● **Exercises to complete**:
• a. According to the review, whose interests did Reza Shah struggle against?
• b. Transcribe the review word for word, beginning at the words "Mossadegh will always" and stopping after "a sinking ship.".

● **Excerpted passage**:
--- start ---

Top customer reviews
A flawed man the Shah most certainly was. However, it is undeniable that the Pahlavi dynasty, put in a historical context and compared to what came before and after, represented one of the most dynamic and productive eras in Iran's very long history. Iran would not exist as a sovereign entity today had Reza Shah not struggled so ferociously against British and Russian interest, who with the acquiescence of the corrupt and inept Qajar's ,were on the verge of splitting the country apart. Nor can his son's contributions to the creation of modern Iran be ignored or completely diminished.
Mossadegh will always remain a beacon to Iranians who dream that their country one day will be a stable democracy. Mossadegh and the men around him, were elite nationalists, with somewhat dubious democratic credentials, who could have brought about lasting change but were stymied by the course of history and their own miscalculations.
The losers in all of this are Iranians who as a result of the failure of both men, have ended up subjected to the brutality of a clique of third-rate degenerates who are battling each other for supremacy of a sinking ship.
Mr. Bayandor's book will hopefully shed some lights on Iran's history.

--- end ---

● **Extracted entries**:
--- start ---

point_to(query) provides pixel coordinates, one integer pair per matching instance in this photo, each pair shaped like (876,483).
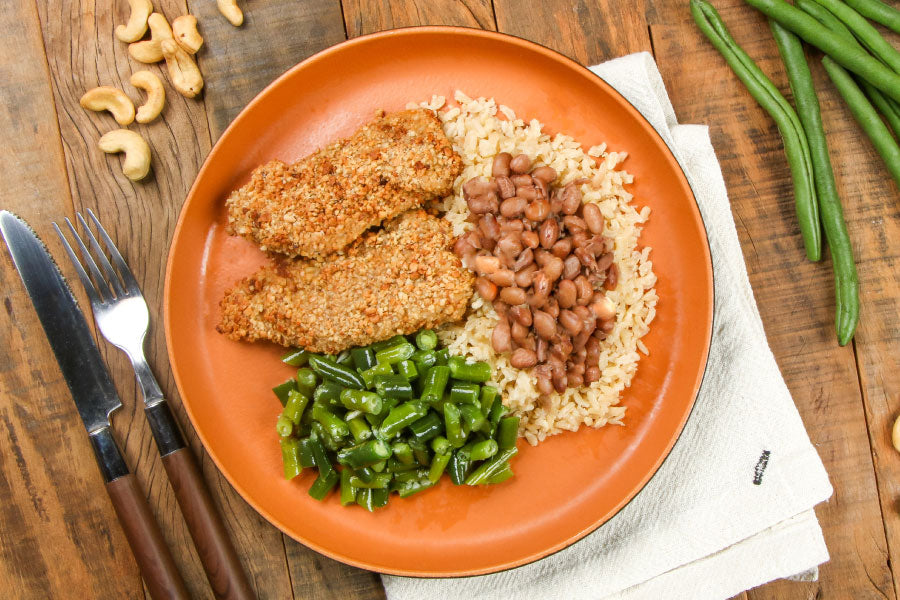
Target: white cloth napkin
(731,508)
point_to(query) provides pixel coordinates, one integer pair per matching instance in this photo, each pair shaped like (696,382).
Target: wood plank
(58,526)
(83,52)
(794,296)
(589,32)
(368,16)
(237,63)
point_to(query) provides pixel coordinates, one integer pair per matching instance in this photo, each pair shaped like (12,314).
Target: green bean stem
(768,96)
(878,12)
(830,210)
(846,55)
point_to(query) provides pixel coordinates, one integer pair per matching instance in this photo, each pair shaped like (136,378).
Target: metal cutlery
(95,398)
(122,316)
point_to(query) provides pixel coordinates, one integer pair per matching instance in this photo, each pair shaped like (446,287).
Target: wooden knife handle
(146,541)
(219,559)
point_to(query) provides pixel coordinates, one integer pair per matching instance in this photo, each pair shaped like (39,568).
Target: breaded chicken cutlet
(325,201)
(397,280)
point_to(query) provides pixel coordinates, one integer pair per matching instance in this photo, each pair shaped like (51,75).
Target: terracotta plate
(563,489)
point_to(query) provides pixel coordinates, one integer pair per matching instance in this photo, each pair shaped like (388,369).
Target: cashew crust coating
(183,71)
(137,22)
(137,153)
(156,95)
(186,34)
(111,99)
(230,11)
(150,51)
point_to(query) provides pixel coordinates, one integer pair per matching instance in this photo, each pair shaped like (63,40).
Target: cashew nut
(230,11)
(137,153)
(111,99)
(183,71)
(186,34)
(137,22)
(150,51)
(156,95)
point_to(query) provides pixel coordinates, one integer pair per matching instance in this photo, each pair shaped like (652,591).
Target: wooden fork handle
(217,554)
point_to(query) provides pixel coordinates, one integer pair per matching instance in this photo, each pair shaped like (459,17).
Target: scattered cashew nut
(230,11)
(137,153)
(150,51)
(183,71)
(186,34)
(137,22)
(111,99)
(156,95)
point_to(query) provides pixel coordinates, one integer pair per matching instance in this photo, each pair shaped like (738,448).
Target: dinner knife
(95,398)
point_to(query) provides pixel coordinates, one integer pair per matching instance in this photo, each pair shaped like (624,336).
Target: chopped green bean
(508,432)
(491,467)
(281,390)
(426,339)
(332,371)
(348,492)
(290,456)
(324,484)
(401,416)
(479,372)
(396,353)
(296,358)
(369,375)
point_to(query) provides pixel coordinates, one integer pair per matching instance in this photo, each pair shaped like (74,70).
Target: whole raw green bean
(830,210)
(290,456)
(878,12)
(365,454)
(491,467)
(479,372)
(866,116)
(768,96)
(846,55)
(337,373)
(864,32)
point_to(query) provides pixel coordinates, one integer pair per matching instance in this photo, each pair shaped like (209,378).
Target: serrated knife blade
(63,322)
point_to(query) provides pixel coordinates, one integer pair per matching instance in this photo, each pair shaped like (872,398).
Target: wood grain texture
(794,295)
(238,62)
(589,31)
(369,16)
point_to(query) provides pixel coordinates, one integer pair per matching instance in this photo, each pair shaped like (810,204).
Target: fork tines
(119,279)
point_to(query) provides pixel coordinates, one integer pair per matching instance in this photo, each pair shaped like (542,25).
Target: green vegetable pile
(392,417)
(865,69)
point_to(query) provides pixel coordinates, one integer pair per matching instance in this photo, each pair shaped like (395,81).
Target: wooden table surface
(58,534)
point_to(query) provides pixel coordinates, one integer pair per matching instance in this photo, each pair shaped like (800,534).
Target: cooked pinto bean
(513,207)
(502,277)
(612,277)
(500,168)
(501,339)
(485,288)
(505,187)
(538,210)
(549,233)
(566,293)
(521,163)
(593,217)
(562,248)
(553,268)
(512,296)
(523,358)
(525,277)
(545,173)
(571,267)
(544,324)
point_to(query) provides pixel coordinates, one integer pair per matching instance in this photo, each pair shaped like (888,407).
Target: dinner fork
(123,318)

--- end ---
--- start ---

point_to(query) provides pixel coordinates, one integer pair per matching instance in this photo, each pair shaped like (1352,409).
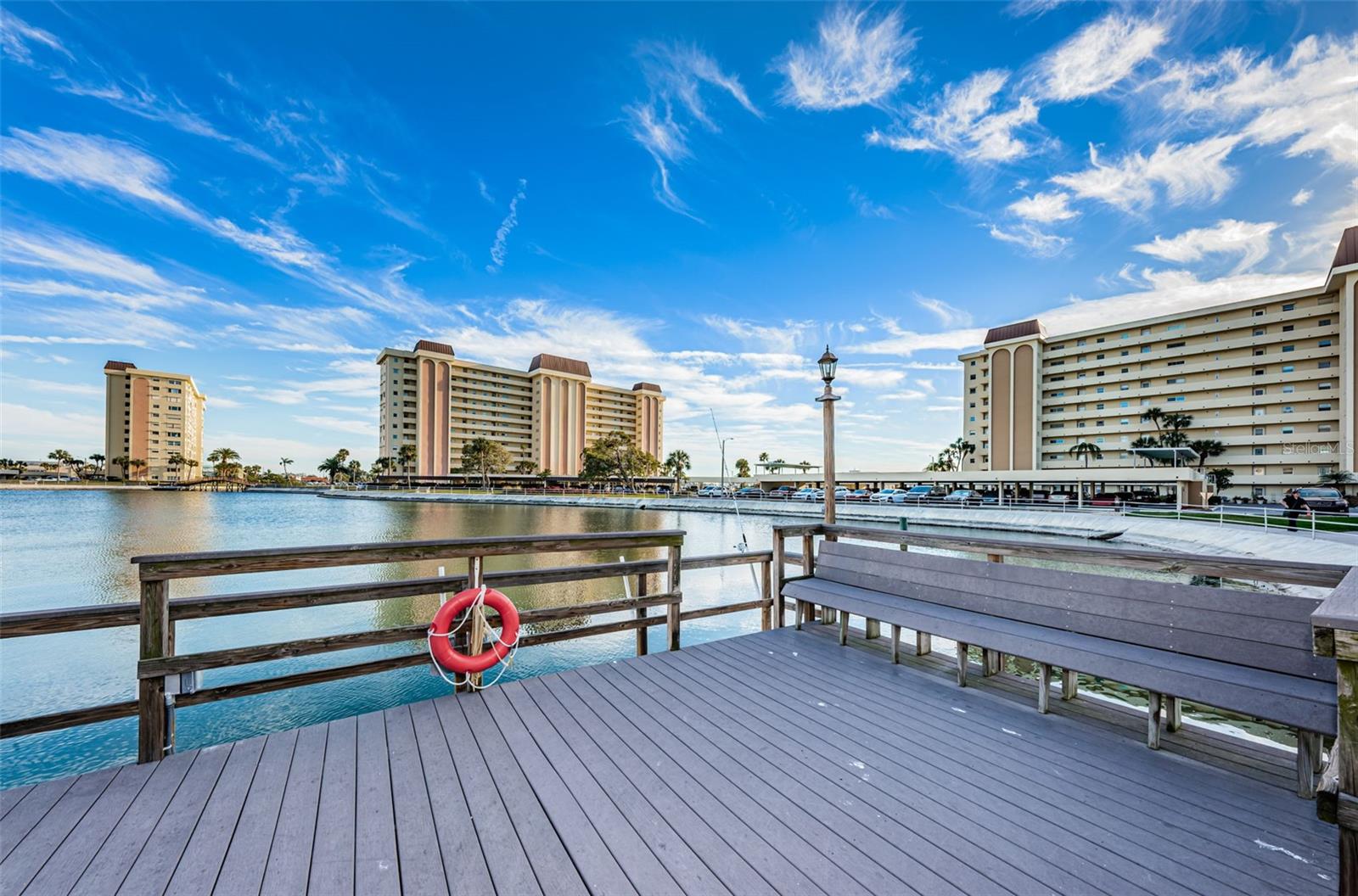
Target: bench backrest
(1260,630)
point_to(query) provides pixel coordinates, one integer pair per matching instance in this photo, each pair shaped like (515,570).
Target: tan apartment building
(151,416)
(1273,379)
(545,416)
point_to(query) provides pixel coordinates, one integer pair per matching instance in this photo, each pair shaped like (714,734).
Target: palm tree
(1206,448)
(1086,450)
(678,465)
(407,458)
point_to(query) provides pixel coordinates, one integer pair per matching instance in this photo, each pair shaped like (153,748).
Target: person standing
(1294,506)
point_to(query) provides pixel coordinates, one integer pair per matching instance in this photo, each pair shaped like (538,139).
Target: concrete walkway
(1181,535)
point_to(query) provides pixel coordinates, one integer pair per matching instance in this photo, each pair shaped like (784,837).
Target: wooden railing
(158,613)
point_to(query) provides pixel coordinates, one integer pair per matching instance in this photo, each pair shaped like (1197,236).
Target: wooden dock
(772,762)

--- end ---
--- start ---

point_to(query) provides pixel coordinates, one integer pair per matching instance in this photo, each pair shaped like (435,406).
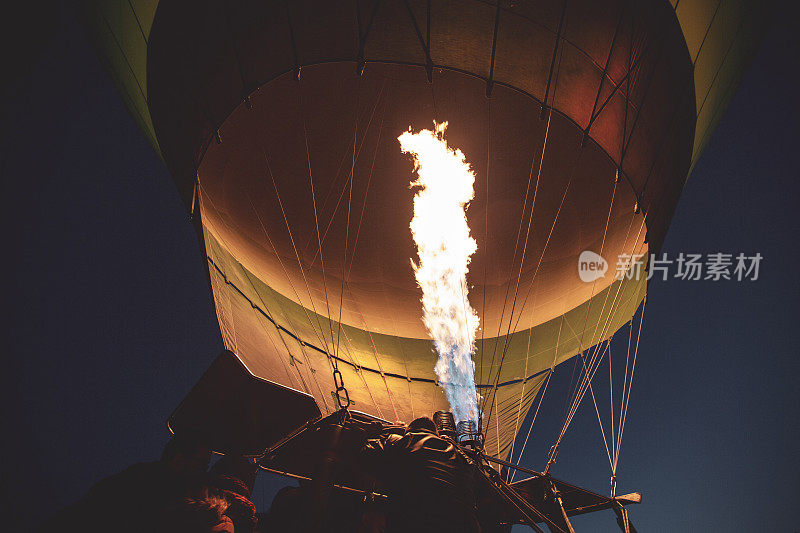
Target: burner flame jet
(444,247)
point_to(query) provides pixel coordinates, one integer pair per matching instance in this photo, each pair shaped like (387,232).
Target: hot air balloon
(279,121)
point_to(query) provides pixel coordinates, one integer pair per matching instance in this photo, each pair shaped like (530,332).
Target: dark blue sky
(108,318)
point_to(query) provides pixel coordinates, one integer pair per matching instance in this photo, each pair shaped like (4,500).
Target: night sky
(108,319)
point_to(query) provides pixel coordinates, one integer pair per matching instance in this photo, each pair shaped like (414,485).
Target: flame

--- end ---

● **Results for each task**:
• a. British and Russian interests.

• b.
Mossadegh will always remain a beacon to Iranians who dream that their country one day will be a stable democracy. Mossadegh and the men around him, were elite nationalists, with somewhat dubious democratic credentials, who could have brought about lasting change but were stymied by the course of history and their own miscalculations.
The losers in all of this are Iranians who as a result of the failure of both men, have ended up subjected to the brutality of a clique of third-rate degenerates who are battling each other for supremacy of a sinking ship.